DATA FOR THIS EXERCISE START

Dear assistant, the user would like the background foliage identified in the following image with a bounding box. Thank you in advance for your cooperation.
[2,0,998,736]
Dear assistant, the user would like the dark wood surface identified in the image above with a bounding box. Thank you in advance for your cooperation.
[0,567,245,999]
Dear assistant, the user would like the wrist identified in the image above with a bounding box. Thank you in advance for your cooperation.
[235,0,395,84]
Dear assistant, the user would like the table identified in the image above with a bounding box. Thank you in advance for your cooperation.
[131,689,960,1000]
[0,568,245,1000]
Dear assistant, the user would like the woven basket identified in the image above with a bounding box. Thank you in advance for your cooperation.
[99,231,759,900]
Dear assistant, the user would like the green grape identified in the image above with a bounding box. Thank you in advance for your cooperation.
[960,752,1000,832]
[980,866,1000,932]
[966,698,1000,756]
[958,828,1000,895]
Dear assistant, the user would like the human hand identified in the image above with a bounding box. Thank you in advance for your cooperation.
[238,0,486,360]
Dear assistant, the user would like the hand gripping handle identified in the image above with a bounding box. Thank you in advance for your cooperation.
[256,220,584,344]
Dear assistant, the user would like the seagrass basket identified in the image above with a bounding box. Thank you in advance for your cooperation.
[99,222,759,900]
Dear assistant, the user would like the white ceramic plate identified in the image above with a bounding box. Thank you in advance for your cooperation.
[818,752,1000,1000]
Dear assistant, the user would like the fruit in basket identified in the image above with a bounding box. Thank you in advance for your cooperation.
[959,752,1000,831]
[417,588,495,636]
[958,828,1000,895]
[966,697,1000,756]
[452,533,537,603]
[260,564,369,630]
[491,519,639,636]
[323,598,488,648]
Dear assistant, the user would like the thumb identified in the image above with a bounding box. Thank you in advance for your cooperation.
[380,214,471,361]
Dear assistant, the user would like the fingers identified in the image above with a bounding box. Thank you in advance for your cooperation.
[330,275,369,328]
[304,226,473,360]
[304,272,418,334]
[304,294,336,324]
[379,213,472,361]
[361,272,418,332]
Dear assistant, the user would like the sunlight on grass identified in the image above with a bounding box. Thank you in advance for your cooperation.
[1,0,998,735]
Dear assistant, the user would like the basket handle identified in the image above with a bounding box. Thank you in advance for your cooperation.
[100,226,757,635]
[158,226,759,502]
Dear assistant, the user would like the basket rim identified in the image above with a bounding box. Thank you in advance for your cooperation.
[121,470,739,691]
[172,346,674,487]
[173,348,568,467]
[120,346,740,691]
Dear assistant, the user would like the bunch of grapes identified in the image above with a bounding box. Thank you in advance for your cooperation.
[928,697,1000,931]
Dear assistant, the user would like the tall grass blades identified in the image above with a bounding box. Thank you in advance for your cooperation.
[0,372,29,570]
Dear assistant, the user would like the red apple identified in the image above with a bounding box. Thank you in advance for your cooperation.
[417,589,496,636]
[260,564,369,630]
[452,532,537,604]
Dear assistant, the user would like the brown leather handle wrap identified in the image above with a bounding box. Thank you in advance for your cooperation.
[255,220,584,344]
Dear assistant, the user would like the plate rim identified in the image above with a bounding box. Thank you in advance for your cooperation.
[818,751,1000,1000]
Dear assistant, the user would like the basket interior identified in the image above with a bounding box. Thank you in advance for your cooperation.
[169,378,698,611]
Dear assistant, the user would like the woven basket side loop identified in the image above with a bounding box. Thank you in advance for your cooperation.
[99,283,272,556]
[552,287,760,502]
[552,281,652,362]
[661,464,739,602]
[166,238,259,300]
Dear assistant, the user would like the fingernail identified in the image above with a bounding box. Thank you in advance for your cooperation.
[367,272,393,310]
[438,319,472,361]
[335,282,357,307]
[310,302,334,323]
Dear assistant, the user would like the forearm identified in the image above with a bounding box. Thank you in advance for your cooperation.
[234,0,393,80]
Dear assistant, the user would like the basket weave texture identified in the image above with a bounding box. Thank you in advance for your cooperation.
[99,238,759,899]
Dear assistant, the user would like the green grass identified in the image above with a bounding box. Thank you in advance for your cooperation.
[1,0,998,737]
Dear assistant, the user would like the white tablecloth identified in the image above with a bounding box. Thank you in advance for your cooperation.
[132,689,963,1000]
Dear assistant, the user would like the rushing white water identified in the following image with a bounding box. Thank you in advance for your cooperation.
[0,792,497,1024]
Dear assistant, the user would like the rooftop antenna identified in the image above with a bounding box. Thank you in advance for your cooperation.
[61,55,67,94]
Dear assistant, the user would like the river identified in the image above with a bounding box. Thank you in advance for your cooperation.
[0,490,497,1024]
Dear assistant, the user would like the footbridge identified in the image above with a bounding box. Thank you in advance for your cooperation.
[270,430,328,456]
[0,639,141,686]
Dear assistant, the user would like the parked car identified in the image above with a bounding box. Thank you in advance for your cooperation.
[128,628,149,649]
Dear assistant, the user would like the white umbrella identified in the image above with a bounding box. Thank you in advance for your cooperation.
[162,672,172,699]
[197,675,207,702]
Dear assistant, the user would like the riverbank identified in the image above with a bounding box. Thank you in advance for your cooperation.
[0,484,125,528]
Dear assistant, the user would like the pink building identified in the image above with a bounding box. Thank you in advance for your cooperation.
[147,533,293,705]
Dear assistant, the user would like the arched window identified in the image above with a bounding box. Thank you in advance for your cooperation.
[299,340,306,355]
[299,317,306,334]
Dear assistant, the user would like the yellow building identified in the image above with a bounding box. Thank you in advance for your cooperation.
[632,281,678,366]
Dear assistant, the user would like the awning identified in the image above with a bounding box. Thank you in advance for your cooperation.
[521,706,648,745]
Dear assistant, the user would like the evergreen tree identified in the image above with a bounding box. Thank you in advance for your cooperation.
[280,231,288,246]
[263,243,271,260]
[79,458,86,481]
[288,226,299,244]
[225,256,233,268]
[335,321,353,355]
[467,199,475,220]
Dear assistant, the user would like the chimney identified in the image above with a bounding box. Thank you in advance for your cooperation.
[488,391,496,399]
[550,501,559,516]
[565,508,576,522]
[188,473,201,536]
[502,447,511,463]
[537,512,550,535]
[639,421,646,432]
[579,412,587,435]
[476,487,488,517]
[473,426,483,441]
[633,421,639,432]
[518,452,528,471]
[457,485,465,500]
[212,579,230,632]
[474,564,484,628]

DATA FOR THIS EXERCISE END

EXERCISE REQUIREMENTS =
Each line above is to be reproduced exactly. Leave none out.

RESULT BELOW =
Dear assistant, the user would like the background foliage identified in the following image with a bounding box. Thank you in advance for your cooperation.
[2,0,998,736]
Dear assistant, the user would like the dark wood surface identified in the image above with a bounding box. Thank you in advance for your cooperation.
[0,567,245,999]
Dear assistant, the user would like the wrist identified in the image above with a bounding box. Thank you in advance for your cooperation.
[235,0,395,84]
Dear assistant, the user would like the table identified in the image above with a bounding box. Thank you in advance for your cooperation.
[131,689,960,1000]
[0,568,245,1000]
Dear assistant, the user would like the woven basket identified in the image above with a bounding box. Thank you in advance for your cooperation.
[99,231,759,900]
Dear assistant, the user would like the green grape identified in the image above with a bounding box. Thank you in advance for your cooperation.
[960,752,1000,832]
[980,866,1000,932]
[966,698,1000,756]
[958,828,1000,895]
Dear assistant, the user would like the human hand identified in the image above with a bounding box. Thank you in advance for your cooperation.
[238,0,486,360]
Dear assistant, the user would like the hand gripping handle identified in the image above with a bounding box. Thank you in advance for your cooperation.
[256,220,584,344]
Dear assistant, the user would like the seagrass basket identified in the image above with a bounding box. Thank you in advance for your cooperation.
[99,222,759,900]
Dear assistant, the user would like the white ceramic plate identified in the image above with a bounding box. Thank you in advance for your cooperation.
[818,752,1000,1000]
Dear assistant, the user would like the fruit in basket identified in the image above with a bounding box. Thank you in advance for your cooperation.
[959,752,1000,831]
[417,588,495,636]
[958,828,1000,895]
[966,697,1000,756]
[452,533,537,603]
[260,564,369,630]
[491,519,639,636]
[323,598,488,648]
Dear assistant, the user would like the thumb identified in the image above with a bounding box. Thank you in advance for your cooperation.
[380,214,471,361]
Dear assistant, the user would like the fingers identified in the image above with a bounding box. Thank you in advance for your cooperation.
[330,275,369,328]
[304,226,473,360]
[304,272,418,334]
[304,294,336,324]
[379,213,472,361]
[361,272,418,332]
Dear assistant, the user would like the sunlight on grass identified in the image above with a bounding box. Thank you in advance for your cooperation.
[1,0,998,735]
Dear assistant, the user would like the basket handle identified in the image above with a bounding box. Thank you in advance for your cooperation.
[100,226,757,635]
[158,226,759,502]
Dear assistant, the user would like the basket rim identified in the image above with a bounding box. Thank you in advance for your cooperation.
[121,470,739,691]
[172,346,674,487]
[173,348,568,467]
[120,346,740,691]
Dear assistant, the user would like the bunch of grapes identified in the image above with a bounding box. Thank you in advance for your cooperation.
[928,697,1000,931]
Dear assistant, the user would like the tall grass blades identified in the image above with a bounding box. Thank you in advance for your cooperation.
[0,372,29,570]
Dear assistant, the user would like the red apple identified in the image above with a bounding box. Thank you in advance for your cooperation.
[417,589,496,636]
[260,564,369,630]
[452,532,537,604]
Dear assistant, the user would like the brown leather handle wrap identified in the image above with a bounding box. Thank you in advance for your cooperation.
[255,220,584,344]
Dear assistant, the user would like the plate rim identified in the image above with a bounding box. Thank you in advance for your cooperation.
[818,751,1000,1000]
Dear assistant, the user would like the basket interior identified in the image above with a bounding box. Thank you in advance for your cooperation.
[169,378,698,611]
Dear assistant, the user would like the woven basket side loop identified in the image above with a bounding box. Thank you in advance for your cooperation.
[99,283,272,556]
[552,287,760,502]
[552,281,652,362]
[661,464,739,602]
[166,238,259,300]
Dear assistant, the user would like the fingernail identified in the image above with a bounding box. Thank you in advance for your cooperation.
[367,272,393,310]
[438,319,472,361]
[335,282,357,307]
[310,302,334,323]
Dear assistant, the user would like the forearm identified in the image above with a bounding box. Thank you in advance for your cooperation.
[234,0,393,80]
Dear assistant, the user would like the basket weave texture identified in the image above with a bounding box. Thank you in advance for your cooperation.
[99,238,759,899]
Dear assistant, the user would like the green grass identified in the image above with a bounding box. Thank you in advance for your cooperation.
[1,0,998,737]
Dear assistant, the user would like the white tablecloth identified in the image above with a bounding box. Thank you in advance for your cooperation.
[132,689,963,1000]
Dear assistant, the user would like the rushing white water identified in the following image with a bounding box. Thank you in advance for your cooperation.
[0,792,497,1024]
Dear assistant, the user would like the rooftop antenna identified in the image above with a bounding box. Thank you in advance for your cooperation.
[61,55,67,94]
Dear assistant, the user would like the river identified in the image above with a bounding box. Thank you in advance for your cooperation.
[0,490,497,1024]
Dear assistant, the user would like the footbridge identified in the image above with a bounding box. Thank you in advance for your cooperation.
[270,430,328,456]
[0,639,141,686]
Dear assistant, the user would like the parked car identified in the image above with a bounding box. Thank you in advance for your cooperation.
[128,628,149,649]
Dear assistant, the user would like the white umbrella identified in the image above with a bounding box. Thank you in advance for your cooperation.
[162,672,172,699]
[197,675,207,702]
Dear assistant, the user would like the riverbank identified in the image above with a bounding box. Thank you in advance for your cooperation.
[0,484,125,528]
Dear assistant, the user would like the pink building identified in the image above with a bounding box. Thank you in advance for your cooperation.
[147,533,293,705]
Dear assistant, the user would like the arched window identified in the image above with a bounding box. Thank you in advance for your cooperation.
[299,340,306,355]
[299,317,306,334]
Dear assistant, the user would like the yellow building identified in the image above with a bounding box. Thank you in advance for your cooperation.
[632,281,678,366]
Dear assistant, the user would like the awning identified in the image above with a bounding box. Thank you in advance for your cooperation.
[521,706,648,745]
Dear assistant, the user would like the evergreen tree identified in the image above with a bounding box. Thank you in advance for your cooperation.
[280,231,288,246]
[263,243,271,260]
[79,458,86,481]
[288,226,299,244]
[225,256,233,268]
[335,321,353,355]
[467,199,475,220]
Dear assistant, the user would like the chimney identified in the image above with a bounding box. Thank you in advance for your cooperation.
[488,391,496,399]
[550,501,559,516]
[565,508,576,522]
[188,473,201,536]
[502,447,511,463]
[537,512,550,535]
[639,421,646,432]
[579,412,587,435]
[476,487,488,517]
[473,426,483,441]
[633,421,639,432]
[518,452,528,471]
[457,485,465,500]
[212,579,230,632]
[474,564,484,628]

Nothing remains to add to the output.